▸ Exercise description
Please format the data lines from the one containing "target: black leggings" through the end of the data, inclusive, as a JSON list of strings with one string per line. Leave out blank lines.

▸ Records supplied
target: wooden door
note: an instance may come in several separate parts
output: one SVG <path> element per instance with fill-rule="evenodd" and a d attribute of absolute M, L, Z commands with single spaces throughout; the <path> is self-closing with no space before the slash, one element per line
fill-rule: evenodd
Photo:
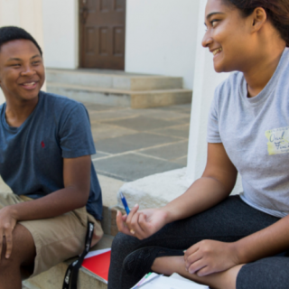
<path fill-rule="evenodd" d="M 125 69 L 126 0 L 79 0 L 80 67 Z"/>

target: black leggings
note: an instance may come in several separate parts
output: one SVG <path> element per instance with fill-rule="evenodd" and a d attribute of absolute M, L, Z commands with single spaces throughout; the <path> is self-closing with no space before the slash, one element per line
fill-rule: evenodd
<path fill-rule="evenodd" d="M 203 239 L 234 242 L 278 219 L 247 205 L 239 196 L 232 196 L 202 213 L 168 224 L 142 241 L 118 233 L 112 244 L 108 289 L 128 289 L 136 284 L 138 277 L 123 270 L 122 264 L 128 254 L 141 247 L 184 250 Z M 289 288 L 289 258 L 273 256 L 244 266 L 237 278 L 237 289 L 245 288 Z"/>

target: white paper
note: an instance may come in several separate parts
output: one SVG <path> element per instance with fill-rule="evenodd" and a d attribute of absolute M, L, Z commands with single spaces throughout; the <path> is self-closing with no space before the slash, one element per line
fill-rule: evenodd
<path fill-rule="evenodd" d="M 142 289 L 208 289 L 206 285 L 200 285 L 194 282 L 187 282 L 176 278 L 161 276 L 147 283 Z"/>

▸ Correct answer
[
  "target: black leggings",
  "note: an instance may come in several separate parts",
  "output: one SVG <path> element per instance with fill-rule=\"evenodd\" and a d attribute of absolute M, L, Z commands with single spaces throughout; the <path> is self-closing with no space before the slash, one element per line",
  "fill-rule: evenodd",
  "<path fill-rule=\"evenodd\" d=\"M 203 239 L 234 242 L 278 219 L 247 205 L 239 196 L 232 196 L 202 213 L 168 224 L 142 241 L 118 233 L 112 244 L 108 289 L 128 289 L 136 284 L 138 277 L 123 270 L 122 264 L 128 254 L 141 247 L 184 250 Z M 289 288 L 289 258 L 273 256 L 244 266 L 237 278 L 237 289 L 245 288 Z\"/>",
  "target: white paper",
  "note: an instance may come in several separate parts",
  "output: one SVG <path> element per instance with fill-rule=\"evenodd\" and a d attribute of absolute M, L, Z commands with single spaces throughout; the <path> is self-closing with no space before the slash, one element per line",
  "fill-rule: evenodd",
  "<path fill-rule=\"evenodd\" d=\"M 142 289 L 208 289 L 206 285 L 200 285 L 194 282 L 187 282 L 176 278 L 161 276 L 147 283 Z\"/>"
]